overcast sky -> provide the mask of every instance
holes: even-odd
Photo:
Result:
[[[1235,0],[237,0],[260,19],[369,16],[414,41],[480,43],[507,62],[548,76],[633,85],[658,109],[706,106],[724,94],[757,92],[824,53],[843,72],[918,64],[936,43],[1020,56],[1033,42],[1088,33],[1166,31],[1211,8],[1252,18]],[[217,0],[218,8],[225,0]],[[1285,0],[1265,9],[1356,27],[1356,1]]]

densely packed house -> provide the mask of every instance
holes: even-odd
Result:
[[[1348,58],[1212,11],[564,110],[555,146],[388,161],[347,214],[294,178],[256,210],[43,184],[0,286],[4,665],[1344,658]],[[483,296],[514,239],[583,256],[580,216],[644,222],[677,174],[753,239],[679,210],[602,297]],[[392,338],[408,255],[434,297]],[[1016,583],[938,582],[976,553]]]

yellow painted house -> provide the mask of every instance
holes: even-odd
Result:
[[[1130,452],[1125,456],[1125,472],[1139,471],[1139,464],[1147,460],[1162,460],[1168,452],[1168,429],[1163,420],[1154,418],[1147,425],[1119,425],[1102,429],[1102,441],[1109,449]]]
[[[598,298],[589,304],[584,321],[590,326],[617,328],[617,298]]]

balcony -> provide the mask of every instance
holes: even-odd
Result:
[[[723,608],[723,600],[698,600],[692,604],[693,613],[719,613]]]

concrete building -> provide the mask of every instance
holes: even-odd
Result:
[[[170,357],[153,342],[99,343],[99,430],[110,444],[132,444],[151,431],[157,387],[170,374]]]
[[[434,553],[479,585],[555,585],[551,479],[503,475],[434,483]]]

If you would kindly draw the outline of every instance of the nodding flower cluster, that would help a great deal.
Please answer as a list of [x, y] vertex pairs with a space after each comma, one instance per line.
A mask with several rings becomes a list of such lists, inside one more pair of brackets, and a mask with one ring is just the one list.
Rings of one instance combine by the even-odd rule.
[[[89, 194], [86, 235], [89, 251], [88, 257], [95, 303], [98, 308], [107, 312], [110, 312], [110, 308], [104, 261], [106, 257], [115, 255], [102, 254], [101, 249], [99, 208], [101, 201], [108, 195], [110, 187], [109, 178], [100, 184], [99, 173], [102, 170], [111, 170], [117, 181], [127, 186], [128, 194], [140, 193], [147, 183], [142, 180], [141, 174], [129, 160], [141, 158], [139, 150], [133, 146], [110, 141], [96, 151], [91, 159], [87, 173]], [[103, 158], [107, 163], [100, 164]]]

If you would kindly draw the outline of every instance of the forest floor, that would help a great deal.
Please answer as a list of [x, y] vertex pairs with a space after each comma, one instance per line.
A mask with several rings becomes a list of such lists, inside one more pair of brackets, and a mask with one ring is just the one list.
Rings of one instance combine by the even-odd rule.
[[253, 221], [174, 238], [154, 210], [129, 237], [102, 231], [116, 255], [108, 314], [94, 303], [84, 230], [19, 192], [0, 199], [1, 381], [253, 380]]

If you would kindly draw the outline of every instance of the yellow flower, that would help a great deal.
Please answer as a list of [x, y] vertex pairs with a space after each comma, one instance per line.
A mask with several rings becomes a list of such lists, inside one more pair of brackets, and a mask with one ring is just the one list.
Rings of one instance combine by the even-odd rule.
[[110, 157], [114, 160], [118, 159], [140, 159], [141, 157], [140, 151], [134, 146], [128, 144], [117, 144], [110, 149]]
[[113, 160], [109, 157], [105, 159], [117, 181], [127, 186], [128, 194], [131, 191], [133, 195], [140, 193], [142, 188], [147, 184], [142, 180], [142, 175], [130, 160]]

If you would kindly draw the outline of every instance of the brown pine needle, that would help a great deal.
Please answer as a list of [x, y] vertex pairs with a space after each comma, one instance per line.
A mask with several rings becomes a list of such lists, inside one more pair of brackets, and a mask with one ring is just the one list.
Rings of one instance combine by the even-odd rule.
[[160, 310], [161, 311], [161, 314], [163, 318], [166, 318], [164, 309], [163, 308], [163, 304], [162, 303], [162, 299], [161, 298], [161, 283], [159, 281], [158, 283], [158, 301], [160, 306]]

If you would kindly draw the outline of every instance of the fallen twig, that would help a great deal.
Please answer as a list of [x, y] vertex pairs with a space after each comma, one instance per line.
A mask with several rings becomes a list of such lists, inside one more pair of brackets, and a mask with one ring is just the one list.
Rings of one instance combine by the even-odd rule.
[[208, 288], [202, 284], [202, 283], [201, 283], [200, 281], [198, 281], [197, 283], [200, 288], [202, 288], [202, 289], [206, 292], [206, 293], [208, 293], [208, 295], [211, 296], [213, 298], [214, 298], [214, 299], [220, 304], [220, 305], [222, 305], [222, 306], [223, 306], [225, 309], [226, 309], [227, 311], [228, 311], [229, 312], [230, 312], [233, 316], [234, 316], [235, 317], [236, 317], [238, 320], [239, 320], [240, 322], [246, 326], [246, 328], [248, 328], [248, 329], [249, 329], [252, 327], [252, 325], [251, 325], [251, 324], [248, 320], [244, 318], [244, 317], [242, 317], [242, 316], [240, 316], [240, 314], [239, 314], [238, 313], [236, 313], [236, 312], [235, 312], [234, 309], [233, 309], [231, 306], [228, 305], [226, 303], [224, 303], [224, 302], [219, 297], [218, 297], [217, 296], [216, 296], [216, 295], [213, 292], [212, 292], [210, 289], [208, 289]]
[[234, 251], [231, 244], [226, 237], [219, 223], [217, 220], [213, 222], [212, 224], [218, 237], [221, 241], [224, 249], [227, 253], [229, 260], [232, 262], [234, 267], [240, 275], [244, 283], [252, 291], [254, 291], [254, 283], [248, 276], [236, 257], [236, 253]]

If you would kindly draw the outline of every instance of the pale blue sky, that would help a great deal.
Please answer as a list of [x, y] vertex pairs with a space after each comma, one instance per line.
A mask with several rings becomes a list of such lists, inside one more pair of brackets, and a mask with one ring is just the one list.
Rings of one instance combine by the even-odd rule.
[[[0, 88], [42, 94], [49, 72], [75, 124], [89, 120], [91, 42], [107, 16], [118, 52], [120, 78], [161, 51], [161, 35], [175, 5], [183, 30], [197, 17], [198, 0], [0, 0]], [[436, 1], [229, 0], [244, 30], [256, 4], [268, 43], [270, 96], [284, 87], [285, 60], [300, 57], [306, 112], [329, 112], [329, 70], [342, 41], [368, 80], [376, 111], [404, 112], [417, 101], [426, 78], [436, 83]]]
════════
*TASK TO COMPLETE*.
Can you recast every line of the listing above as a numbered list, dropping the blank lines?

*COMPLETE RESPONSE*.
1. overcast sky -> provide the mask of every instance
2. holes: even-odd
3. Photo:
4. Result:
5. [[[1235,0],[237,0],[260,19],[369,16],[414,41],[480,43],[507,62],[548,76],[633,85],[658,109],[706,106],[724,94],[757,92],[824,53],[843,72],[918,64],[936,43],[1020,56],[1033,42],[1088,33],[1166,31],[1211,8],[1252,18]],[[217,0],[218,8],[225,0]],[[1285,0],[1265,9],[1356,27],[1356,1]]]
6. densely packed house -> provide the mask of every instance
7. holes: even-odd
8. Result:
9. [[[1348,58],[1212,11],[564,110],[555,146],[388,161],[347,214],[294,178],[256,210],[43,184],[0,286],[4,665],[1344,658]],[[483,296],[514,239],[583,256],[580,216],[644,222],[677,174],[753,239],[679,210],[602,297]],[[392,338],[408,255],[434,297]],[[1016,583],[938,582],[976,553]]]
10. yellow painted house -> provide the mask of every instance
11. holes: even-odd
12. Result:
13. [[[1130,452],[1125,456],[1125,472],[1139,471],[1139,464],[1147,460],[1162,460],[1168,452],[1168,429],[1163,420],[1154,418],[1147,425],[1119,425],[1102,429],[1102,441],[1109,449]]]
14. [[[598,298],[589,304],[584,321],[590,326],[617,328],[617,298]]]
15. balcony -> provide the mask of every instance
16. holes: even-odd
17. Result:
18. [[[723,608],[723,600],[698,600],[692,604],[693,613],[719,613]]]
19. concrete building -> provide the mask of every instance
20. holes: even-odd
21. Result:
22. [[[170,357],[153,342],[99,343],[99,430],[110,444],[132,444],[151,431],[157,387],[170,374]]]
23. [[[434,553],[479,585],[555,585],[551,479],[503,475],[434,483]]]
24. If you would kindly draw the outline of every instance of the nodding flower cluster, that would help a great deal.
25. Please answer as a list of [x, y] vertex pairs with a space after each comma, one instance per line.
26. A mask with several rings becomes a list of such lists, inside one more pair of brackets, and a mask with one ring is just the one list.
27. Rings of one instance combine by the even-odd rule.
28. [[[89, 194], [86, 235], [89, 251], [88, 257], [95, 303], [98, 308], [107, 312], [110, 312], [110, 308], [104, 261], [106, 257], [115, 255], [102, 254], [101, 249], [99, 208], [101, 201], [108, 195], [110, 187], [109, 178], [100, 184], [99, 173], [102, 170], [111, 170], [117, 181], [127, 186], [128, 194], [140, 193], [147, 183], [142, 180], [141, 174], [129, 160], [141, 158], [139, 150], [133, 146], [110, 141], [96, 151], [91, 159], [87, 173]], [[103, 158], [107, 163], [100, 164]]]
29. If you would kindly draw the outline of every instance of the forest floor, that would help a great deal.
30. Please answer as a list of [x, y] vertex pairs with a space after each comma, one instance per line.
31. A mask with several rings becomes a list of such lists, inside one more pair of brackets, and a mask with one ring is just the one list.
32. Rings of one instance combine by the even-odd rule.
33. [[253, 221], [174, 238], [154, 210], [129, 237], [102, 231], [116, 255], [108, 314], [94, 303], [84, 230], [19, 192], [0, 199], [1, 381], [253, 380]]
34. If you would kindly draw the outline of every instance of the yellow flower, that would help a great deal.
35. Please answer as a list of [x, y] vertex pairs with a space after each comma, one instance per line.
36. A mask with several rings becomes a list of such lists, inside one more pair of brackets, and a mask with one ring is just the one list.
37. Rings of one instance combine by the even-odd rule.
38. [[110, 157], [114, 160], [118, 159], [140, 159], [141, 157], [140, 151], [134, 146], [128, 144], [117, 144], [110, 149]]
39. [[113, 160], [109, 157], [105, 159], [117, 181], [127, 186], [128, 194], [131, 191], [133, 195], [140, 193], [142, 188], [147, 184], [142, 180], [142, 175], [130, 160]]
40. If you would kindly draw the outline of every instance of the brown pine needle, that would help a great deal.
41. Please answer as a list of [x, y] vertex pairs with a space after each comma, one instance per line.
42. A mask with several rings becomes a list of such lists, inside one more pair of brackets, and a mask with one ring is just the one list.
43. Rings of one instance combine by the even-odd rule.
44. [[160, 310], [161, 311], [161, 314], [163, 318], [166, 318], [164, 309], [163, 308], [163, 304], [162, 303], [162, 299], [161, 298], [161, 283], [159, 281], [158, 283], [158, 301], [160, 306]]
45. If you would kindly draw the outline of every instance of the fallen twig, that would help a great deal.
46. Please answer as a list of [x, y] vertex pairs with a space after each comma, one instance per line.
47. A mask with several rings becomes a list of such lists, inside one more pair of brackets, and a mask with one ring is just the one list.
48. Rings of one instance combine by the even-odd rule.
49. [[208, 288], [202, 284], [202, 283], [201, 283], [200, 281], [198, 281], [197, 283], [200, 288], [202, 288], [202, 289], [206, 292], [206, 293], [208, 293], [208, 295], [211, 296], [213, 298], [214, 298], [214, 299], [220, 304], [220, 305], [222, 305], [222, 306], [223, 306], [225, 309], [226, 309], [227, 311], [228, 311], [229, 312], [230, 312], [233, 316], [234, 316], [235, 317], [236, 317], [238, 320], [239, 320], [240, 322], [246, 326], [246, 328], [248, 328], [248, 329], [249, 329], [252, 327], [252, 325], [251, 325], [251, 324], [248, 320], [244, 318], [244, 317], [242, 317], [242, 316], [240, 316], [240, 314], [239, 314], [238, 313], [236, 313], [236, 312], [235, 312], [234, 309], [233, 309], [231, 306], [228, 305], [226, 303], [224, 303], [224, 302], [219, 297], [218, 297], [217, 296], [216, 296], [216, 295], [213, 292], [212, 292], [210, 289], [208, 289]]
50. [[234, 251], [231, 244], [226, 237], [219, 223], [217, 220], [213, 222], [212, 224], [218, 237], [221, 241], [224, 249], [227, 253], [229, 260], [232, 262], [234, 267], [240, 275], [244, 283], [252, 291], [254, 291], [254, 283], [248, 276], [236, 257], [236, 253]]
51. If you would kindly draw the outline of every instance of the pale blue sky, that would help a great deal.
52. Please answer as a list of [x, y] vertex pairs with a space after each comma, one instance per line.
53. A mask with several rings becomes a list of such lists, inside one more pair of brackets, and a mask with one ring is just the one list.
54. Rings of one instance combine by the even-odd rule.
55. [[[0, 88], [42, 94], [49, 72], [75, 124], [89, 120], [91, 42], [107, 16], [118, 52], [120, 78], [161, 51], [161, 35], [175, 5], [183, 30], [197, 17], [198, 0], [0, 0]], [[436, 1], [229, 0], [244, 30], [256, 4], [268, 43], [270, 96], [284, 87], [285, 60], [300, 57], [306, 112], [329, 112], [329, 70], [342, 41], [368, 80], [376, 111], [404, 112], [417, 101], [426, 78], [436, 83]]]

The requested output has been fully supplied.